— START Passage —

# Brushing/Combing your poodle



## CoffeePoo (Dec 28, 2010)

How often do you brush or comb your poodle?.. and we go to a groomer every week for my poodle's bath,ears,nails,toothbrush, is that okay?..


----------



## Bella's Momma (Jul 26, 2009)

Um...not as often as I should. 2-3 times per week. The breeder intially recommended weekly bathing, but our groomer suggested bi-weekly to be easier on the scalp.


----------



## fjm (Jun 4, 2010)

I try to do Poppy at least every other day. It rather depends on how long she has got - it really does not take long to start tangling when she is carrying a lot of hair.

I usually only bath her when she is clipped - every 4 to 6 weeks. It was a bit longer this time (in both senses!) and she was actually beginning to smell a bit dogy. Most unusual for her - I think because her coat was so long it was more difficult to comb all the skin oils through successfully.


----------



## CoffeePoo (Dec 28, 2010)

I asked this because I'm afraid that maybe if I skipped one day, He'll get matts.. and I have to shave him again.. :l how easily do they get matts?.. his coat now is on a lamb clip..

so bathing him once a week is good?..


----------



## CoffeePoo (Dec 28, 2010)

Guys, do you have facebook accounts?.. can I add you guys so that if I have some questions I can easily contact you guys?.. I really need poodle mentors now.. )


----------



## lcristi (Feb 27, 2011)

CoffeePoo,
how old is your mini?
I groom my own standard. I bathe her every 2-3 weeks, and depending on the weather and how it affects her coat, I brush her out once our twice a week.

— END Passage —
— START Input material —

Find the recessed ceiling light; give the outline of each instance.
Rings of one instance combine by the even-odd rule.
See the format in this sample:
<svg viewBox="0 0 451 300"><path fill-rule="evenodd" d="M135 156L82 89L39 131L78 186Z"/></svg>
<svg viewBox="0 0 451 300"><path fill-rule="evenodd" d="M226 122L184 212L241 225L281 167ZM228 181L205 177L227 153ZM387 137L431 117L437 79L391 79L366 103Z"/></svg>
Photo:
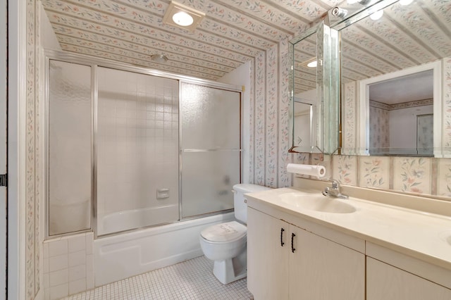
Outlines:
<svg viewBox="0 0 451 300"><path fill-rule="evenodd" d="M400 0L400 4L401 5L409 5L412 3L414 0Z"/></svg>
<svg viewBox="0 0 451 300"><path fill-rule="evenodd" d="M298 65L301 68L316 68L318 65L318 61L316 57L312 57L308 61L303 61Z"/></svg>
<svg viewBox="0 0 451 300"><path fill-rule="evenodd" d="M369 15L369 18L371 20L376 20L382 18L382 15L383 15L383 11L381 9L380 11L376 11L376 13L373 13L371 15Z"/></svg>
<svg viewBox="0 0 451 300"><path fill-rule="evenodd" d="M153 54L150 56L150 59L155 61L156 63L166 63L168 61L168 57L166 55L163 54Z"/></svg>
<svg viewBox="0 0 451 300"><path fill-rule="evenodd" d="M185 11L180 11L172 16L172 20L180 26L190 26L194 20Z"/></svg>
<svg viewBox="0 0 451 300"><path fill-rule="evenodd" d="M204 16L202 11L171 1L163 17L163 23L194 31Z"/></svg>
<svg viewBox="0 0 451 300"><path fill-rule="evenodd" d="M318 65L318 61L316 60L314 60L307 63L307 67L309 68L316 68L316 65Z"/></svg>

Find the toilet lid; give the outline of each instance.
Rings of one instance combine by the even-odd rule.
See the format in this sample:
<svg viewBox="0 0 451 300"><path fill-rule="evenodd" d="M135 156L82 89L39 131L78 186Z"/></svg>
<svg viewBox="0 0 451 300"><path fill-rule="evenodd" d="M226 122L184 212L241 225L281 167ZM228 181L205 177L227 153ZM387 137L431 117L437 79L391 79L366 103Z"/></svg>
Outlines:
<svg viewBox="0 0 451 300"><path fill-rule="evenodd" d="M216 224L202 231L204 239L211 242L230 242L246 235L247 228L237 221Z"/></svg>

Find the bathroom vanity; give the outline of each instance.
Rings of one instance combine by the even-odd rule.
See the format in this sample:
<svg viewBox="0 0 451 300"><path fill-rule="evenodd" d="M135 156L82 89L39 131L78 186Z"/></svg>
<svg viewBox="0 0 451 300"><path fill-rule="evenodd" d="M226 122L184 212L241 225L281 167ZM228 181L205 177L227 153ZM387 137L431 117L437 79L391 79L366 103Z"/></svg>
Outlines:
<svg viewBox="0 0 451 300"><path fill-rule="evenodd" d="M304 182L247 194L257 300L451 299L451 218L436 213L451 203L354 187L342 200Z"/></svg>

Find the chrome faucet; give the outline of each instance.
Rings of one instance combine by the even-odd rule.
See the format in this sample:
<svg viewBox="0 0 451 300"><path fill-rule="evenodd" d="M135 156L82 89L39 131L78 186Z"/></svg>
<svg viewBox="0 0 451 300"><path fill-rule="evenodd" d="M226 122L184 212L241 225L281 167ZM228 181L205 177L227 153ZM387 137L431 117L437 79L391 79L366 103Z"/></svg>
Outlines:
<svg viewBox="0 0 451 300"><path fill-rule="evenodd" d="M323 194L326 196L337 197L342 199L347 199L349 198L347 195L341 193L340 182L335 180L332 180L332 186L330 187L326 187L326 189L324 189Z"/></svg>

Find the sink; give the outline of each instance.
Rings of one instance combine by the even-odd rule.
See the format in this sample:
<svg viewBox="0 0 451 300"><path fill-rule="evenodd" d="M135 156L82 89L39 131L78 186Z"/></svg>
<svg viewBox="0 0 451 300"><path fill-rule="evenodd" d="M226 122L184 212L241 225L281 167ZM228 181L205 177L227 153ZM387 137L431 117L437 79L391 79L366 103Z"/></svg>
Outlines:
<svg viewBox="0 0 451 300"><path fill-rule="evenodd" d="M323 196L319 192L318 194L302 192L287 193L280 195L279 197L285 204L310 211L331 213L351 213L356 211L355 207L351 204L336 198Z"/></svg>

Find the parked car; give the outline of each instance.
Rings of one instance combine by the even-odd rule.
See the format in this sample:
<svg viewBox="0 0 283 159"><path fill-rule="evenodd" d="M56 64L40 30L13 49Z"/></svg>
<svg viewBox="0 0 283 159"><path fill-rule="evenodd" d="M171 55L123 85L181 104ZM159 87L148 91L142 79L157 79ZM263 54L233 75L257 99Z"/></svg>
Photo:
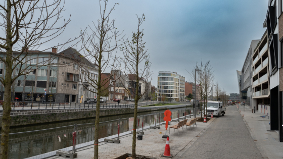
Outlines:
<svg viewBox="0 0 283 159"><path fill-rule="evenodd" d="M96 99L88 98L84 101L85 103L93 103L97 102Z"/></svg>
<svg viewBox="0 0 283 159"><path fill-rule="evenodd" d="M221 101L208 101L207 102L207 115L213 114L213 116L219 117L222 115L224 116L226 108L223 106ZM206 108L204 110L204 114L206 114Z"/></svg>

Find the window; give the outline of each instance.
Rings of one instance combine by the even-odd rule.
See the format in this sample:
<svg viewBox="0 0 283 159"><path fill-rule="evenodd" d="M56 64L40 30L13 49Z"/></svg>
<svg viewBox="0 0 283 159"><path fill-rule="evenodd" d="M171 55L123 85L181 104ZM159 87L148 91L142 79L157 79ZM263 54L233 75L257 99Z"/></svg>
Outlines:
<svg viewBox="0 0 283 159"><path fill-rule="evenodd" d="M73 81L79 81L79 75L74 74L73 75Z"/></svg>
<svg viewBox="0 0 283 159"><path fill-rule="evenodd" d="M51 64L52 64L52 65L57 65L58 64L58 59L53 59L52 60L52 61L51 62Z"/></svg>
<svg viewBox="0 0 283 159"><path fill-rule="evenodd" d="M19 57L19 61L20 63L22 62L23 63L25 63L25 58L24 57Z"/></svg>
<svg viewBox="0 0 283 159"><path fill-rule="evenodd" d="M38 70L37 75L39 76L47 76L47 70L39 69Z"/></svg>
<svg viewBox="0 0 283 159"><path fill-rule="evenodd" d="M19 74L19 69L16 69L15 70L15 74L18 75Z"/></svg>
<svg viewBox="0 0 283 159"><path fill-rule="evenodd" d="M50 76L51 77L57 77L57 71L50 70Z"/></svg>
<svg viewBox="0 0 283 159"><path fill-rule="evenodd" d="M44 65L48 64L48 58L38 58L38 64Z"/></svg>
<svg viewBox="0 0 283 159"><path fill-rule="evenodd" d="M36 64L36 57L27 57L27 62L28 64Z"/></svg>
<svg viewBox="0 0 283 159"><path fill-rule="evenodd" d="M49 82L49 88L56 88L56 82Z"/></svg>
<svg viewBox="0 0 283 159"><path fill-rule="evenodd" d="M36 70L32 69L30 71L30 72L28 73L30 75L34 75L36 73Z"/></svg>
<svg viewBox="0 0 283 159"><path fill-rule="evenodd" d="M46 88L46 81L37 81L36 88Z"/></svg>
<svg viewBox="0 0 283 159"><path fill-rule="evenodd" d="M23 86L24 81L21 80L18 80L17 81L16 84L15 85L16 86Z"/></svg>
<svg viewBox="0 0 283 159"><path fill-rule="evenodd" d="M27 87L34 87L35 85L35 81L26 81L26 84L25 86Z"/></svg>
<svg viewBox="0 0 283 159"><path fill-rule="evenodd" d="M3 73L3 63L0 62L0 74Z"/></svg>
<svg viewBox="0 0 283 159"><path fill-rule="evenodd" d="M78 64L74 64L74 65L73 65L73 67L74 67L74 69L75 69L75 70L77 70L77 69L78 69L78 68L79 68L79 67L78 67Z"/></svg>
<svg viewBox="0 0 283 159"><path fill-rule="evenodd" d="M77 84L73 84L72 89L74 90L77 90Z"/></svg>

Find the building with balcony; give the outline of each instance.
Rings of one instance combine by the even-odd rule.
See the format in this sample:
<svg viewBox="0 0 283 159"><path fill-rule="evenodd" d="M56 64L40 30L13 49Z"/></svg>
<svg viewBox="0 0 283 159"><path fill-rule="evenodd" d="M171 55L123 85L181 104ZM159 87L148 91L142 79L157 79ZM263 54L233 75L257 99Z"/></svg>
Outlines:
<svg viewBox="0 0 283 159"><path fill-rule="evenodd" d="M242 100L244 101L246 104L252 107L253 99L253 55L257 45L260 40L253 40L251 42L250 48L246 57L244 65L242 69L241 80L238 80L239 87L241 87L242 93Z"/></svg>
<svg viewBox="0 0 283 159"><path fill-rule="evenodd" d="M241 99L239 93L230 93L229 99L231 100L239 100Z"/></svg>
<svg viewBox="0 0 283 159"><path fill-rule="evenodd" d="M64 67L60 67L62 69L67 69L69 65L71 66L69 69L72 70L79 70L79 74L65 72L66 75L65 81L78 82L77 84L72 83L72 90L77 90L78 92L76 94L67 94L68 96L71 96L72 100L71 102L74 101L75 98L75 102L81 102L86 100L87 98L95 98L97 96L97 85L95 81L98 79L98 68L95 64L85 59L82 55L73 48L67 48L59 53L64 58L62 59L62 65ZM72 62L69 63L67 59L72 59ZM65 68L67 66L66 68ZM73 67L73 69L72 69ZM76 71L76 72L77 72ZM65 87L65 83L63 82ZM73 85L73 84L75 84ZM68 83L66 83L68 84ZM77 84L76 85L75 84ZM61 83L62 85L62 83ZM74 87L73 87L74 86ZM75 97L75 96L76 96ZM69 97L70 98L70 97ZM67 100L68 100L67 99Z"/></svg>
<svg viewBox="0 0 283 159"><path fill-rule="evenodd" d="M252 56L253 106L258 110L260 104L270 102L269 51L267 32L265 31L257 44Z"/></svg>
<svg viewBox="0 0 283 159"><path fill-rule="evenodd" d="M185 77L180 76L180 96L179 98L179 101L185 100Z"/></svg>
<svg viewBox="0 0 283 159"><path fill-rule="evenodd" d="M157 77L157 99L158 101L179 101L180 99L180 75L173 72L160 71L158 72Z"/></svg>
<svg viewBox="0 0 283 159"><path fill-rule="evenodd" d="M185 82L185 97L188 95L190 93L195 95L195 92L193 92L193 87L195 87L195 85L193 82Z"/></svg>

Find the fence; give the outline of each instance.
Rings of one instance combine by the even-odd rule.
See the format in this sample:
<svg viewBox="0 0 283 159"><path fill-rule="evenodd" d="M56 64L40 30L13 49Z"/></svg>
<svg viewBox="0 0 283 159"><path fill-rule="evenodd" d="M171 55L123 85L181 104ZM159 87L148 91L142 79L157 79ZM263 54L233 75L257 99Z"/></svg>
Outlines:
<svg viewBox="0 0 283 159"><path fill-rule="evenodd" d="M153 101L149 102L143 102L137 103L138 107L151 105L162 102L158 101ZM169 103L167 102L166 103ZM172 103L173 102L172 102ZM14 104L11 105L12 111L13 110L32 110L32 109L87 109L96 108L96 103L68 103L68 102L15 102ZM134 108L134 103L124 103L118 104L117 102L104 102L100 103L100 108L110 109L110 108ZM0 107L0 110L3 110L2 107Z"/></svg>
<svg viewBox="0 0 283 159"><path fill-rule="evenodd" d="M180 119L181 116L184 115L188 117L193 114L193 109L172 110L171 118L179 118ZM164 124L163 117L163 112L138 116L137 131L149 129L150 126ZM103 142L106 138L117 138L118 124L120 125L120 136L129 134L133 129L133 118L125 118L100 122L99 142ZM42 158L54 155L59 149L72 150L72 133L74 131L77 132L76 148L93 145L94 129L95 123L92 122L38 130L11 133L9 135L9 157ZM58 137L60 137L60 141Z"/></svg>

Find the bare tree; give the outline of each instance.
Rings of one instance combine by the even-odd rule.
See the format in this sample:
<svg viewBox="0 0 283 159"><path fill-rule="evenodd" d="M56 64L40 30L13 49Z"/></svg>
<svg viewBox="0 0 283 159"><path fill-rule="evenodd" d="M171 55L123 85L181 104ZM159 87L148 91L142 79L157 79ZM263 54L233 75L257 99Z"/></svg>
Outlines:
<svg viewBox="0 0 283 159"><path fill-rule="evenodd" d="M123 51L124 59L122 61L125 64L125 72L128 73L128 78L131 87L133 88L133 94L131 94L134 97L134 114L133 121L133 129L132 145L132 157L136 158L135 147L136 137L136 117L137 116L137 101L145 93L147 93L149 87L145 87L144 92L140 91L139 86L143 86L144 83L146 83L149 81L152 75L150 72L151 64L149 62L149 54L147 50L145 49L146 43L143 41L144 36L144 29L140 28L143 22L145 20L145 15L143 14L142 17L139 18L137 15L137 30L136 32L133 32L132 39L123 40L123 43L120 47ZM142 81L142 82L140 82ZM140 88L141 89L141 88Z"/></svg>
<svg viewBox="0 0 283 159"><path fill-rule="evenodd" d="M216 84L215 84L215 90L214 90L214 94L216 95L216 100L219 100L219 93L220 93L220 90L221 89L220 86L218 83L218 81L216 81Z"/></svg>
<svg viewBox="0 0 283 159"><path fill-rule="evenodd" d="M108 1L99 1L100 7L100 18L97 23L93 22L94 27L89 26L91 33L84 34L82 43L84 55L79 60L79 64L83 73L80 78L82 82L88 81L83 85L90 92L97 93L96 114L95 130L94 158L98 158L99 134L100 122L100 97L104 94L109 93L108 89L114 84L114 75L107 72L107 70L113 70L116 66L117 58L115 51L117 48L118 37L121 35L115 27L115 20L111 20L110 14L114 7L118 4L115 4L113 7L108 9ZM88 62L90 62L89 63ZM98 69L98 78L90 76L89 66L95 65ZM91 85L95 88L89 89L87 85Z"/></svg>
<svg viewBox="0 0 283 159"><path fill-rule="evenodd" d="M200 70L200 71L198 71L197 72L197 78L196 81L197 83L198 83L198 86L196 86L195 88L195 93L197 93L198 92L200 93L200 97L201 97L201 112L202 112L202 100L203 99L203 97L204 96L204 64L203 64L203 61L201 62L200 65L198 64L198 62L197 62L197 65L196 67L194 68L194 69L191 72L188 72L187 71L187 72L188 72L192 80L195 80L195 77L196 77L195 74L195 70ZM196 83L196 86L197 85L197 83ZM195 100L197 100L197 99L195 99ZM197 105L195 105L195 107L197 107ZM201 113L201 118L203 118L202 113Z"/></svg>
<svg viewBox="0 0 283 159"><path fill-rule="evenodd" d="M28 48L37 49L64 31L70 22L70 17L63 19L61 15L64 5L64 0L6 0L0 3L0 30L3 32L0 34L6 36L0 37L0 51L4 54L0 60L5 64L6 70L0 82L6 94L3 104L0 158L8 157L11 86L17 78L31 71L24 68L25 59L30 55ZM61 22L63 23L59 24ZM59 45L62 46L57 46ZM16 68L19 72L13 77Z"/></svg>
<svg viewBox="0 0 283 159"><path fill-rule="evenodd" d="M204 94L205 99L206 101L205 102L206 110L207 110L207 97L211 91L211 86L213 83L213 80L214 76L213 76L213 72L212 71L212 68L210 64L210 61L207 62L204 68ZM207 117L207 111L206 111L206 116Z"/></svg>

— END Input material —

§ **Parts of the exercise**:
1 > Do statements (a), (b) and (c) agree with the poodle grooming thread? Answer yes or no for each, and quote the words of the thread that decide it. (a) Bella's Momma brushes 2-3 times per week. (b) fjm bathes Poppy every week. (c) lcristi grooms a miniature poodle.
2 > Present the entries from their first line through the line containing "65L301 68L316 68L318" as a Markdown table with the columns Row and Line. Number the rows, skip blank lines, and omit the pictures.

§ **Solved problems**:
1 >
(a) Yes: "2-3 times per week."
(b) No: "I usually only bath her when she is clipped - every 4 to 6 weeks."
(c) No: "I groom my own standard."

2 >
| Row | Line |
|---|---|
| 1 | Find the recessed ceiling light; give the outline of each instance. |
| 2 | Rings of one instance combine by the even-odd rule. |
| 3 | See the format in this sample: |
| 4 | <svg viewBox="0 0 451 300"><path fill-rule="evenodd" d="M135 156L82 89L39 131L78 186Z"/></svg> |
| 5 | <svg viewBox="0 0 451 300"><path fill-rule="evenodd" d="M226 122L184 212L241 225L281 167ZM228 181L205 177L227 153ZM387 137L431 117L437 79L391 79L366 103Z"/></svg> |
| 6 | Photo: |
| 7 | Outlines: |
| 8 | <svg viewBox="0 0 451 300"><path fill-rule="evenodd" d="M400 0L400 4L401 5L409 5L412 3L414 0Z"/></svg> |
| 9 | <svg viewBox="0 0 451 300"><path fill-rule="evenodd" d="M298 65L301 68L316 68L318 65L318 61L316 57L312 57L308 61L303 61Z"/></svg> |